» DEINE AUFGABE
Beantworte drei Fragen zum Forenbeitrag über die KDE-Grafikanzeige:
1. Welchen Teil des Bildes sieht man beim ersten grafischen Login auf dem Monitor?
2. Auf welchem Weg wurde yast aufgerufen?
3. Wie war dort die Auflösung eingestellt?

» TEXTAUSZUG
_ _ _ _ _ _ _
# KDE-Grafikanzeige spinnt völlig nach Installation



## henning-malaysia (8. November 2005)

Liebe Mitpinguine, 

ich hab schon auf ziemlich vielen PCs erfolgreich SuSE in verschiedenen Versionen installiert (is ja etz auch net sooo schwer, ich weiß). 

Auf der einen Kiste geht aber grundsätzlich die Grafikdarstellung schief: Ich hab nacheinander SusE 9.3, 10.0, sowie Novel Enterprise 9 versucht, jeweils mit dem gleichen Ergebnis:

Die Installation lief soweit erfolgreich, beim ersten grafischen Login war die Grafikdarstellung dann aber so gigantisch zu groß, dass man nur den oberen linken Ausschnitt auf dem Monitor sieht,  man bräuchte also quasi einen 10m großen Bildschirm, um alles zu sehen.  Somit:: Arbeit an der GUI kann man knicken.

Ich hab mich dann per SSH eingeloggt und yast aufgerufen, die Auflösung war aber ganz normal, ein Rumfummeln an der Einstellung hat auch nichts zum positiven verändert.
_ _ _ _ _ _ _
» GEZEIGTE DATENSÄTZE
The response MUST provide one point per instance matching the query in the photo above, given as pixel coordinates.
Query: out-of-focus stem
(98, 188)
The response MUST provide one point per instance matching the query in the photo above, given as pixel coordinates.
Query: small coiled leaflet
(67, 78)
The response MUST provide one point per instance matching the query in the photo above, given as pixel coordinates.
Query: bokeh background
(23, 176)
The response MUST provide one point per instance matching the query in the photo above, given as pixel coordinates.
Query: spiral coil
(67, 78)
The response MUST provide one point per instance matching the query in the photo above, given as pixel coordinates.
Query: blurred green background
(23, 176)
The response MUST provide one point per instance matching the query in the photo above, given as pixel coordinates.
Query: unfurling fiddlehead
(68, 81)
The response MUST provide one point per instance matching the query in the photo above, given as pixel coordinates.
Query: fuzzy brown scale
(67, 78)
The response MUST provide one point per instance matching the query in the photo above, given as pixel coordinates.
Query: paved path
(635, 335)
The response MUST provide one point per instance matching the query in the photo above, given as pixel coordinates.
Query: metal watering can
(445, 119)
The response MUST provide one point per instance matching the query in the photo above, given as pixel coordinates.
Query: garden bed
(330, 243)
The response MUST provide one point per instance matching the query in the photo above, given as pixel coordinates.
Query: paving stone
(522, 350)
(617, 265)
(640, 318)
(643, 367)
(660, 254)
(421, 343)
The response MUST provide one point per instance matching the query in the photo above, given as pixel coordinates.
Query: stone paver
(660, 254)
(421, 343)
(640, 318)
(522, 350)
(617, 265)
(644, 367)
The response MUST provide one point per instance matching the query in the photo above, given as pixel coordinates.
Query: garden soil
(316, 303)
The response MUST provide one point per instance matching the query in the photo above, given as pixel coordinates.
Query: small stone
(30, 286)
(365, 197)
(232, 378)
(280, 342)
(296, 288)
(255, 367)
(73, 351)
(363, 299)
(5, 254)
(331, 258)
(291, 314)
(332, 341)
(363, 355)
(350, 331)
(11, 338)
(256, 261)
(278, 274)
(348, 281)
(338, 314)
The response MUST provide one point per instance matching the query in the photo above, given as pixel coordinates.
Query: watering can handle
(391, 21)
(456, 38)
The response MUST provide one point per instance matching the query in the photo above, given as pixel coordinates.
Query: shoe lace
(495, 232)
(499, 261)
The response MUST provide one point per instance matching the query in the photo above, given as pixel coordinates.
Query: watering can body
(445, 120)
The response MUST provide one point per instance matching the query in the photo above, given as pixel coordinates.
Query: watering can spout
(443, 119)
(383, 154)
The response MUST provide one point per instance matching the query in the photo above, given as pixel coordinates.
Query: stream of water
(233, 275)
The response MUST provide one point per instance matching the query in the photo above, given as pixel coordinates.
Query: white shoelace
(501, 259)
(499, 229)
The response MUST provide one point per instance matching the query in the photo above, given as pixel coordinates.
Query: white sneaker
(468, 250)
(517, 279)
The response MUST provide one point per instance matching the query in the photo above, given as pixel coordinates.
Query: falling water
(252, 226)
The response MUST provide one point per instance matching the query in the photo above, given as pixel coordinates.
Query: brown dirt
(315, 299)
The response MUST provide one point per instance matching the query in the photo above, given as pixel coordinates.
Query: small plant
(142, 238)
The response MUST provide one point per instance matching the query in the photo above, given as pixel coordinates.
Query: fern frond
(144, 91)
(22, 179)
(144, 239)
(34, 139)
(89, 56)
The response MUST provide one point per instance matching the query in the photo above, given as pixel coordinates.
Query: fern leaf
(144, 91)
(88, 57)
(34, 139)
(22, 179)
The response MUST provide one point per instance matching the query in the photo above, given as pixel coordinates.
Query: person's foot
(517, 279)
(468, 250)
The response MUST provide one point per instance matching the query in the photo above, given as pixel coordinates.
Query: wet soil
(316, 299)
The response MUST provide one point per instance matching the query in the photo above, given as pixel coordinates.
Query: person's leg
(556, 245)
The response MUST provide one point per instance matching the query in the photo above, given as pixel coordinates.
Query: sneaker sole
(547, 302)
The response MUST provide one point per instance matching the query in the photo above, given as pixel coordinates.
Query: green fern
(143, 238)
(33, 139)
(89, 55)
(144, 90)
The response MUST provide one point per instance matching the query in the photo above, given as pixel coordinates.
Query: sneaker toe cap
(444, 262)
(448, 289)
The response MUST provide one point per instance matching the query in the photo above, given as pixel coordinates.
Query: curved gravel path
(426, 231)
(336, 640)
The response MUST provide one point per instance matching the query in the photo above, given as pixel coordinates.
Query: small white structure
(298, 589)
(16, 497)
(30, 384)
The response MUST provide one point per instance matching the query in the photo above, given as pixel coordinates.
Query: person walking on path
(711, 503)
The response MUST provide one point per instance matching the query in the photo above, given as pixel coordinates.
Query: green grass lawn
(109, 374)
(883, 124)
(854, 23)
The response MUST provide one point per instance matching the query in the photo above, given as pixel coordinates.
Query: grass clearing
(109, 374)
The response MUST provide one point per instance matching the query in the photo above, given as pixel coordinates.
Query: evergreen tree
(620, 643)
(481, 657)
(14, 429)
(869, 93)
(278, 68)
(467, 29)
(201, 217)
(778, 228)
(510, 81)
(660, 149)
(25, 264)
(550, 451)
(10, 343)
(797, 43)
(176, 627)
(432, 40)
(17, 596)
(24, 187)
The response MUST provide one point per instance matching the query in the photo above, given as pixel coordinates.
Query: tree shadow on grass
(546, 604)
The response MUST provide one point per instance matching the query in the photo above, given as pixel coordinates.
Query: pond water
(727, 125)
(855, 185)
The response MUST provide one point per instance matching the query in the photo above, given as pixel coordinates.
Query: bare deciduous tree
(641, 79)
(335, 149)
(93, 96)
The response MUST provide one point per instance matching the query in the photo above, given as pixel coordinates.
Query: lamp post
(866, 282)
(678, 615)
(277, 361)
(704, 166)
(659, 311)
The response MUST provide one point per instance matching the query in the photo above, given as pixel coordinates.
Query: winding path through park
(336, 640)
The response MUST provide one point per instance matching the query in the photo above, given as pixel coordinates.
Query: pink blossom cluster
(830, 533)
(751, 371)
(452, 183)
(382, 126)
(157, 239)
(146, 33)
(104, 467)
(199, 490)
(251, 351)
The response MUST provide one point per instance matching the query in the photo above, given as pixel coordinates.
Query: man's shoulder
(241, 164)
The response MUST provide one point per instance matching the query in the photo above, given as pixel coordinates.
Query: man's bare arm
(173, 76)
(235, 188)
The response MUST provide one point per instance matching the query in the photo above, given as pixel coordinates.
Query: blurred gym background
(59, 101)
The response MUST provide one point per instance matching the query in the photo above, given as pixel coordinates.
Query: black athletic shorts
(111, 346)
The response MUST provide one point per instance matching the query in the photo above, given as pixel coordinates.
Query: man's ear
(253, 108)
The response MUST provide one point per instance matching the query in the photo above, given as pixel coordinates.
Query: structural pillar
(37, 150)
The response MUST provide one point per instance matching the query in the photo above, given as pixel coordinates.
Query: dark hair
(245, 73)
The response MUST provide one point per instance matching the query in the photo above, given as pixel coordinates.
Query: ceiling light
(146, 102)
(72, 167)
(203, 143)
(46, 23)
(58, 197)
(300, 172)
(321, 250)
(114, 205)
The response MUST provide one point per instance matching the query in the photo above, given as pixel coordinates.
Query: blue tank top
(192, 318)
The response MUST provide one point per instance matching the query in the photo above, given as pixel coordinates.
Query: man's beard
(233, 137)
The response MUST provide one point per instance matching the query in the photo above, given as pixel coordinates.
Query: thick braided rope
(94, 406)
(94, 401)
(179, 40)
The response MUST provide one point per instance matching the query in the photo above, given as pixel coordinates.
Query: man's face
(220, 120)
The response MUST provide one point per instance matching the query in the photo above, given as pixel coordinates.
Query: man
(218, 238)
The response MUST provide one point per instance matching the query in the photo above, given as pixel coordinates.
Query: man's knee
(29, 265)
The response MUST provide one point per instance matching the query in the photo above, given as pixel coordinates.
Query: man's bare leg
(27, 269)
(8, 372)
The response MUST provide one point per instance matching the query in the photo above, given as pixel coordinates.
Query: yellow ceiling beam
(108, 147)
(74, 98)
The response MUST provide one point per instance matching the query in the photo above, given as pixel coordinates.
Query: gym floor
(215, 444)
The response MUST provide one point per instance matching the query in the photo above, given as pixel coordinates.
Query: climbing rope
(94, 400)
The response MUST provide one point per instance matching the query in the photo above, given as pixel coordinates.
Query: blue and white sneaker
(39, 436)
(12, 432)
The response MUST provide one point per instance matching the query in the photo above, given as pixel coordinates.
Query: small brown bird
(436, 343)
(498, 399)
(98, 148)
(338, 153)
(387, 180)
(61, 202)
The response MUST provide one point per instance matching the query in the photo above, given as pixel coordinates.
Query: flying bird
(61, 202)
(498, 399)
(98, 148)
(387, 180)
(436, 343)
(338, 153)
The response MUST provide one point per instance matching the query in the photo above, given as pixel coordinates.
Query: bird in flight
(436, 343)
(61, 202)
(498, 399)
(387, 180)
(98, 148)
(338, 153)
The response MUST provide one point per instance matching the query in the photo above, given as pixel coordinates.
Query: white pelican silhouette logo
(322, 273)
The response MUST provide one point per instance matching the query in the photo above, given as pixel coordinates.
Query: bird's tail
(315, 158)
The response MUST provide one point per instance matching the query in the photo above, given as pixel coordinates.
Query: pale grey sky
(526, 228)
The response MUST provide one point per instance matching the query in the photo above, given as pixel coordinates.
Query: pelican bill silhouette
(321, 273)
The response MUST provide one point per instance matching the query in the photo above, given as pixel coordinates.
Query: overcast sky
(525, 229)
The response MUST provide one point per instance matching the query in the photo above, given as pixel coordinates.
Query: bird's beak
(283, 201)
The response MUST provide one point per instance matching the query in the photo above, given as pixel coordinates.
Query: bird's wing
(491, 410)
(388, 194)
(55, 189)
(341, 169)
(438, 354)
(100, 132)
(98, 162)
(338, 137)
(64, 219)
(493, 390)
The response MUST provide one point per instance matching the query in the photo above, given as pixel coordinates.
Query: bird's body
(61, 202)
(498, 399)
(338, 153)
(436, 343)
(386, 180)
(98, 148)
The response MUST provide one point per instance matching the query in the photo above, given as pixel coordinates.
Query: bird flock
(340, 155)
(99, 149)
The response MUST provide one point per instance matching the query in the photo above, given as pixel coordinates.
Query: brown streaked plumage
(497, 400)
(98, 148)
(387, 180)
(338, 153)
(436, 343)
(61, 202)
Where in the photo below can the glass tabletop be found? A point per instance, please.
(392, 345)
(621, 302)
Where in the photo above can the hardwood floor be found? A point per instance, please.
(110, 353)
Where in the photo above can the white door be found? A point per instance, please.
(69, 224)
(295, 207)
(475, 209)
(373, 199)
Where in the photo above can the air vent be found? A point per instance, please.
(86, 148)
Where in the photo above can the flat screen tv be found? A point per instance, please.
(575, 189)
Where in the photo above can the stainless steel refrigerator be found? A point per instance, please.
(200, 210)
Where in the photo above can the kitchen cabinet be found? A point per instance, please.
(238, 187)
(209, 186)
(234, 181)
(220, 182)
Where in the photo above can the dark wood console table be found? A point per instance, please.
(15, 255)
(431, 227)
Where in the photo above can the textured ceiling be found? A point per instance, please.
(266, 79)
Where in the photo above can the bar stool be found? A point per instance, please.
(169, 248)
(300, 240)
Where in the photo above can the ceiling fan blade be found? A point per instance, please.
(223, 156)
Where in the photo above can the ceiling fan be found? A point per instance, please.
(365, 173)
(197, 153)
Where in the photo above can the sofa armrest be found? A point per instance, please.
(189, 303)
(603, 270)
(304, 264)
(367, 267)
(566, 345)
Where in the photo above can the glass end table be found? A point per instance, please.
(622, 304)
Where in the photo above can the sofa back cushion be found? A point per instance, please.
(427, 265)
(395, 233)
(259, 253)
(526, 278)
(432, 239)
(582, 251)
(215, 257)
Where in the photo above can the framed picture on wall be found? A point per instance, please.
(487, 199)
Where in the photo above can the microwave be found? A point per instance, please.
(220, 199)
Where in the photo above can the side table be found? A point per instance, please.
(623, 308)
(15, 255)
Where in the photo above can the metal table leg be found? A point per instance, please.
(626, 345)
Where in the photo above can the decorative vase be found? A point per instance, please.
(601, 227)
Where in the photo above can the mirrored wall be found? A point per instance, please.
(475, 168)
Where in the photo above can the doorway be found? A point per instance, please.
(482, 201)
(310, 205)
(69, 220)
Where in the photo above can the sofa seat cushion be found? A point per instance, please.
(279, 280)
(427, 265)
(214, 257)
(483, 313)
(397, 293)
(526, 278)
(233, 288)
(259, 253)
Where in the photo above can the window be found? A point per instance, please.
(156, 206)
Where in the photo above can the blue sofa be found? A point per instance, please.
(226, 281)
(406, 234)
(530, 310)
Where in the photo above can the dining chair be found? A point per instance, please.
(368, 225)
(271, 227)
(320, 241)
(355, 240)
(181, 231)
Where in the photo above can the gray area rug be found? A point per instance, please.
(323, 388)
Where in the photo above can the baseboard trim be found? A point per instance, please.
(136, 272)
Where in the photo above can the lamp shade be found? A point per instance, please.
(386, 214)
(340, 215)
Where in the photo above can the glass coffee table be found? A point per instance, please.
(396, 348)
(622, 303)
_ _ _ _ _ _ _
» ANTWORT
1. Nur den oberen linken Ausschnitt.
2. Nach einem Login per SSH.
3. Ganz normal.